Alıştırmanın amacı =>
Sinan Ateş cinayetiyle ilgili haberde "MHP'li Yalçın gazeteciler" sözleriyle başlayıp "biliriz.'' ifadelerini kullandı." sözlerine kadar uzanan kısmın tamamını hiçbir değişiklik yapmadan yazın.

Metin bölümü =>
════════════════
MHP'li Yalçın gazeteciler için, "Fitne sokuyorlar" dedi, CHP'den sert tepki geldi
MHP Genel Başkan Yardımcısı Semih Yalçın, eski Ülkü Ocakları Genel Başkanı Sinan Ateş cinayetiyle ilgili haber ve yorumda bulunan gazetecilerin isimlerini sayarak ''MHP ile AK Parti arasına fitne sokmaya çalışıyorlar'' dedi. CHP Sözcüsü Deniz Yücel ise ''İsimleri geçen gazetecilerin saçlarının teline dahi zarar gelirse bunu Semih Yalçın'dan biliriz.'' ifadelerini kullandı.
════════════════
Sağlanan veriler =>
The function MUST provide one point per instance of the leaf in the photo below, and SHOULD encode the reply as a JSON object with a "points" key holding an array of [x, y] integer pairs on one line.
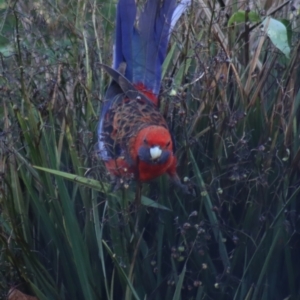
════════════════
Sonuç =>
MHP'li Yalçın gazeteciler için, "Fitne sokuyorlar" dedi, CHP'den sert tepki geldi
MHP Genel Başkan Yardımcısı Semih Yalçın, eski Ülkü Ocakları Genel Başkanı Sinan Ateş cinayetiyle ilgili haber ve yorumda bulunan gazetecilerin isimlerini sayarak ''MHP ile AK Parti arasına fitne sokmaya çalışıyorlar'' dedi. CHP Sözcüsü Deniz Yücel ise ''İsimleri geçen gazetecilerin saçlarının teline dahi zarar gelirse bunu Semih Yalçın'dan biliriz.'' ifadelerini kullandı.